[Referring expression pointing data]
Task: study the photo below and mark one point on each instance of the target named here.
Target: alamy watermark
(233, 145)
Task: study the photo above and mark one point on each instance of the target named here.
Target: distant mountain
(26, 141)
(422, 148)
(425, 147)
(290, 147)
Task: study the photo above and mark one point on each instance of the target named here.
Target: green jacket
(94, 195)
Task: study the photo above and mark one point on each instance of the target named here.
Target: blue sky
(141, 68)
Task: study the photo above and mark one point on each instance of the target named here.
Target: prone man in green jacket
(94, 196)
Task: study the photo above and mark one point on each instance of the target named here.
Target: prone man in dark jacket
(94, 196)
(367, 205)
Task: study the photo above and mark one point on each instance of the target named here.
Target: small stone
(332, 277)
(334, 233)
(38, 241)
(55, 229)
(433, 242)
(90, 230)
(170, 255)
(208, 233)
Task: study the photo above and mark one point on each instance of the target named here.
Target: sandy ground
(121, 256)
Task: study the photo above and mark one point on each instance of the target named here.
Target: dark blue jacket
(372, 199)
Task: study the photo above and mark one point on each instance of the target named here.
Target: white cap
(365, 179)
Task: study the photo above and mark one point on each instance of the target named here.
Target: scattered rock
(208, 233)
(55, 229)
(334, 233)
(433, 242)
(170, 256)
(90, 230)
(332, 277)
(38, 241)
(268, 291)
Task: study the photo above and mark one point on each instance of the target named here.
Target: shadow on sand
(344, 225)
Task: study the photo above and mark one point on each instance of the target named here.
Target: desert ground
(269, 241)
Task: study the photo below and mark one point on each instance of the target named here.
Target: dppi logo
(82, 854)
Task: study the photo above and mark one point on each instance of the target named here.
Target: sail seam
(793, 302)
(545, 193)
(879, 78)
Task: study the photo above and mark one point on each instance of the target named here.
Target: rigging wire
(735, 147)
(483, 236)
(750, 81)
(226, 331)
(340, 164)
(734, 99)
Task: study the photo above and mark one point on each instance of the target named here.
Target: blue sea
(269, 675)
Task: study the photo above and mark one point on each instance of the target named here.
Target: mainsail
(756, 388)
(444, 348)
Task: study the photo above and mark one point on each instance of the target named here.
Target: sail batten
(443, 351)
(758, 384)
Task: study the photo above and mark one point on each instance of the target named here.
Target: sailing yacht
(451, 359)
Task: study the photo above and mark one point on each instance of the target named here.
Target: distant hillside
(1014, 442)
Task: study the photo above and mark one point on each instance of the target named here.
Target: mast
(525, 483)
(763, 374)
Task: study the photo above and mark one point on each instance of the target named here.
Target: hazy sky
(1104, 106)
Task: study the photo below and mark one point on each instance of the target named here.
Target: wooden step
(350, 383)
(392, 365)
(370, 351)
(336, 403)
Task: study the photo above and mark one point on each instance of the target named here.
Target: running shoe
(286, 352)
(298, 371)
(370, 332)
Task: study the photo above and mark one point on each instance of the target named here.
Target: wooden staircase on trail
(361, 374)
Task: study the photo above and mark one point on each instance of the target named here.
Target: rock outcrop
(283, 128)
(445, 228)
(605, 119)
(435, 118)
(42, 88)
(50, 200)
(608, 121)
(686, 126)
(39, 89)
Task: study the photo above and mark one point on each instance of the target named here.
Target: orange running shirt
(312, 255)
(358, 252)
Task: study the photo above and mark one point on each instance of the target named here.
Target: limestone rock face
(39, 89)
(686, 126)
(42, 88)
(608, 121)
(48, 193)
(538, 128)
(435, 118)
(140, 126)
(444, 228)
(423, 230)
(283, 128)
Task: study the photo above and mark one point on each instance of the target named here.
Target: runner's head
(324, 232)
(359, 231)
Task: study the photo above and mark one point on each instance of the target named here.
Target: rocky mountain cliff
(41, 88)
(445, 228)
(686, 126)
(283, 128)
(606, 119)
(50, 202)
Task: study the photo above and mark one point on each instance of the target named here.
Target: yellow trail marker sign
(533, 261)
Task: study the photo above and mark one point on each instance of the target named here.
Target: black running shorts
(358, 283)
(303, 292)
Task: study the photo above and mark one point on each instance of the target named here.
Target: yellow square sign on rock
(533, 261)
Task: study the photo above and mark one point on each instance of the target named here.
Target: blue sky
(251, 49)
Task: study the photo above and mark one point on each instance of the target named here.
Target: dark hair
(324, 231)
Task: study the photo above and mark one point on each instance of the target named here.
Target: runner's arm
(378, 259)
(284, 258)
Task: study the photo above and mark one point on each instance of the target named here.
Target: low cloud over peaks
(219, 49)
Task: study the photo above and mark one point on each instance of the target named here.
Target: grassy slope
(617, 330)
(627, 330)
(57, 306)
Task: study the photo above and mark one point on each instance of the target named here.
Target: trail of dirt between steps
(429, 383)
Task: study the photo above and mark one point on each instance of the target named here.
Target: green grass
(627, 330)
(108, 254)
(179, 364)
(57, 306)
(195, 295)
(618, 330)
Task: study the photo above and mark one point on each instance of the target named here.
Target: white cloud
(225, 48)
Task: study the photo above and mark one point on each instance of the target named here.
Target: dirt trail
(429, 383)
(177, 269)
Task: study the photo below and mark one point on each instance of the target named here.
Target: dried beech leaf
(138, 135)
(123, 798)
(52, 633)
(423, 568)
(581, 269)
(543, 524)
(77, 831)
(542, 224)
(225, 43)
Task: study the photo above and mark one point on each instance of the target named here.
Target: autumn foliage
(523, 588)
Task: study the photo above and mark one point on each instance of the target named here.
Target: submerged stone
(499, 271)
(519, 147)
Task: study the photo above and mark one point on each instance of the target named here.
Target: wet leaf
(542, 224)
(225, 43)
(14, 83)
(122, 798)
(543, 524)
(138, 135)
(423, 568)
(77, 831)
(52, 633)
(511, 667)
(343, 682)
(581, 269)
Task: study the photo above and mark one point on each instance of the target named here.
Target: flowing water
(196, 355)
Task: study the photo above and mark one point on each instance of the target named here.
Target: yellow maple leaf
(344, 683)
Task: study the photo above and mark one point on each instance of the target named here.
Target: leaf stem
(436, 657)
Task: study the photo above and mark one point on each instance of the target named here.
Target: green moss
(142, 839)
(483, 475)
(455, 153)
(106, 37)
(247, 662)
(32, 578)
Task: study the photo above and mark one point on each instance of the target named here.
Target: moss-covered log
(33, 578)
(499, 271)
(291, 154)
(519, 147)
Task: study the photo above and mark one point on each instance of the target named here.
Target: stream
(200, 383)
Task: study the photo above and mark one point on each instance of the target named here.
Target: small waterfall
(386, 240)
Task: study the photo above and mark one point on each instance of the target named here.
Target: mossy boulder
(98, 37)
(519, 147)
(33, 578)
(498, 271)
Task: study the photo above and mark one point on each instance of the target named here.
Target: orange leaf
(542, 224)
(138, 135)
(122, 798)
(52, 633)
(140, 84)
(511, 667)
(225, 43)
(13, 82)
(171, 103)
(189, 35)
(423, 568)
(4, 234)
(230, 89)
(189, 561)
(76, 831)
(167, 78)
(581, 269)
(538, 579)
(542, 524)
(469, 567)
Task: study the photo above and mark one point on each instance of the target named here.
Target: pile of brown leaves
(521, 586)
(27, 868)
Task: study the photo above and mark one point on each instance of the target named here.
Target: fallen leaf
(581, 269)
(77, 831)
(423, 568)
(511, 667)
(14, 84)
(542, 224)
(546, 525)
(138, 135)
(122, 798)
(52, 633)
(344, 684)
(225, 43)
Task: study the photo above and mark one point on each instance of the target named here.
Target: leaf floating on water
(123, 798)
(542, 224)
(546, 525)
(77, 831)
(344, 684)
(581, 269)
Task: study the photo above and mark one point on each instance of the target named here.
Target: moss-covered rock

* _Work required_
Repeat every line of the data verbatim.

* _Completed exercise_
Task: study the photo below and mark one point on each instance of the target named here.
Target: alamy watermark
(233, 145)
Task: study the photo above and mark one point on each instance of the target named here.
Target: distant mountain
(26, 141)
(422, 148)
(425, 147)
(290, 147)
Task: study the photo above and mark one point on each instance of the target named here.
Target: green jacket
(94, 195)
Task: study the photo above and mark one point on each instance of the target named here.
Target: blue sky
(141, 68)
Task: study the photo above and mark one point on each instance of the target named here.
Target: prone man in green jacket
(94, 196)
Task: study the photo above and mark one point on each instance of the target named here.
Target: prone man in dark jacket
(94, 196)
(367, 205)
Task: study the photo above and mark one point on each instance of the target named here.
Target: small stone
(332, 277)
(334, 233)
(38, 241)
(55, 229)
(433, 242)
(90, 230)
(170, 255)
(208, 233)
Task: study the photo above and mark one point on each instance of the target named here.
Target: sandy ground
(121, 256)
Task: study the photo above and mark one point on each instance of the target named here.
Target: dark blue jacket
(372, 199)
Task: study the photo above and mark one point on each instance of the target named here.
Target: white cap
(365, 179)
Task: study the photo above and mark one point on each instance of the target named here.
Target: scattered rock
(208, 233)
(55, 229)
(334, 233)
(433, 242)
(170, 256)
(90, 230)
(332, 277)
(38, 241)
(268, 291)
Task: study the photo above and mark one point on each instance of the target named here.
Target: shadow on sand
(344, 225)
Task: study the photo above and mark one point on each instance of the target named here.
Target: desert ground
(269, 241)
Task: study the photo below and mark one point on each instance of the target named here.
Target: dppi logo
(82, 854)
Task: study the photo above and mark one point on each instance of the target named here.
Target: sail seam
(793, 302)
(545, 193)
(879, 78)
Task: study the photo above and mark one point on each instance of the target named here.
Target: rigging wire
(735, 147)
(483, 236)
(750, 81)
(226, 331)
(340, 164)
(734, 99)
Task: study the photo above and mark one point on each instance of the target named here.
Target: blue sea
(269, 675)
Task: study the photo above and mark one point on each instance of the target named here.
Target: mainsail
(756, 388)
(444, 348)
Task: study the photo above and mark one point on each instance of the target named here.
Target: sail batten
(443, 351)
(758, 384)
Task: study the photo above and mark one point on each instance of the target named here.
Target: sailing yacht
(451, 359)
Task: study the photo above and mark one point on each instance of the target named here.
Target: distant hillside
(1014, 442)
Task: study the photo above and mark one point on each instance of the target named here.
Target: mast
(525, 483)
(763, 374)
Task: study the photo above and mark one point on each instance of the target named here.
Target: hazy sky
(1104, 106)
Task: study the photo below and mark one point on each instance of the target named here.
Target: wooden step
(350, 383)
(392, 365)
(370, 351)
(336, 403)
Task: study the photo above and mark one point on each instance of the target named here.
Target: running shoe
(286, 352)
(298, 371)
(370, 332)
Task: study the photo above and mark one point on each instance of the target named here.
Target: wooden staircase on trail
(361, 374)
Task: study the photo above and mark one point on each instance of the target named here.
Target: rock outcrop
(283, 128)
(445, 228)
(605, 119)
(435, 118)
(42, 88)
(50, 200)
(608, 121)
(686, 126)
(39, 89)
Task: study the photo above and mark one point on each instance of the target named here.
Target: orange running shirt
(312, 255)
(358, 252)
Task: study the photo above and mark one point on each instance of the target named here.
Target: limestone rock face
(39, 89)
(686, 126)
(42, 88)
(608, 121)
(48, 193)
(538, 128)
(435, 118)
(140, 126)
(444, 228)
(423, 230)
(283, 128)
Task: study the photo above and mark one point on each instance of the target named here.
Target: runner's head
(324, 232)
(359, 231)
Task: study the photo above and mark one point on each instance of the target named here.
Target: rocky mountain cliff
(41, 88)
(445, 228)
(686, 126)
(283, 128)
(606, 119)
(50, 202)
Task: study the photo above and mark one point on each instance of the target named here.
Target: yellow trail marker sign
(533, 261)
Task: study the photo above and mark one point on each instance of the target named here.
Target: black running shorts
(358, 283)
(303, 292)
Task: study the photo above and mark one point on each instance of the target named here.
Target: yellow square sign on rock
(533, 261)
Task: study the photo above and mark one point on each instance of the target named here.
Target: blue sky
(251, 49)
Task: study the photo above and mark one point on each instance of the target named here.
Target: dark hair
(324, 231)
Task: study the photo above and mark one point on each instance of the target named here.
Target: runner's arm
(378, 259)
(284, 258)
Task: study the photo above and mark one point on each instance of the target named here.
Target: low cloud over peaks
(219, 49)
Task: study the photo above and mark one point on each instance of the target named here.
Target: grassy slope
(617, 330)
(627, 330)
(57, 306)
Task: study the photo above and mark one point on each instance of the target named here.
Target: trail of dirt between steps
(429, 383)
Task: study the photo above and mark one point on each instance of the target named here.
Target: green grass
(627, 330)
(108, 254)
(179, 364)
(57, 306)
(195, 295)
(618, 330)
Task: study the photo above and mark one point on each instance of the target named here.
Target: white cloud
(225, 48)
Task: study the photo above and mark one point on each instance of the target named here.
Target: dirt trail
(429, 383)
(177, 269)
Task: study the photo below and mark one point on each instance of the target named here.
Target: dried beech leaf
(138, 135)
(123, 798)
(52, 633)
(423, 568)
(581, 269)
(543, 524)
(77, 831)
(542, 224)
(225, 43)
Task: study the photo above and mark one point on each instance of the target named here.
Target: autumn foliage
(523, 588)
Task: study the photo above and mark one point on each instance of the target named here.
Target: submerged stone
(499, 271)
(519, 147)
Task: study the photo above and mark one point on each instance of the target named here.
Target: wet leaf
(542, 224)
(225, 43)
(14, 83)
(122, 798)
(543, 524)
(138, 135)
(423, 568)
(77, 831)
(52, 633)
(511, 667)
(343, 682)
(581, 269)
Task: study the photo above and mark one point on each instance of the target named here.
Target: flowing water
(196, 355)
Task: study the photo above and mark one point on each instance of the target named here.
Target: yellow maple leaf
(344, 683)
Task: study the photo above and mark one point on each instance of the target named here.
Target: leaf stem
(436, 657)
Task: study the photo above and mark one point on each instance of the target named here.
Target: green moss
(142, 839)
(483, 475)
(455, 153)
(106, 37)
(247, 662)
(32, 578)
Task: study the photo above and mark one point on each instance of the target named here.
Target: moss-covered log
(33, 578)
(499, 271)
(291, 154)
(519, 147)
Task: study the photo above and mark one point on each instance of the target named here.
Target: stream
(200, 383)
Task: study the photo above and mark one point on each instance of the target named here.
Target: small waterfall
(386, 240)
Task: study the photo above and mark one point on each instance of the target named here.
Target: mossy boulder
(98, 37)
(519, 147)
(33, 578)
(498, 271)
Task: study the photo above and mark one point on each instance of the target named here.
Target: orange leaf
(542, 224)
(138, 135)
(122, 798)
(52, 633)
(140, 84)
(511, 667)
(225, 43)
(13, 82)
(171, 103)
(189, 35)
(423, 568)
(4, 234)
(230, 89)
(189, 561)
(76, 831)
(167, 78)
(581, 269)
(538, 579)
(542, 524)
(469, 567)
Task: study the photo above and mark one point on each instance of the target named here.
Target: pile of brown leaves
(521, 586)
(27, 868)
Task: study the photo above and mark one point on each instance of the target named here.
Target: fallen leaf
(581, 269)
(77, 831)
(423, 568)
(511, 667)
(14, 84)
(542, 224)
(546, 525)
(138, 135)
(122, 798)
(52, 633)
(344, 684)
(225, 43)
Task: study the photo above and mark one point on each instance of the target named here.
Target: leaf floating on water
(123, 798)
(542, 224)
(546, 525)
(77, 831)
(344, 684)
(581, 269)
Task: study the photo above and mark one point on each instance of the target named here.
Target: moss-covered rock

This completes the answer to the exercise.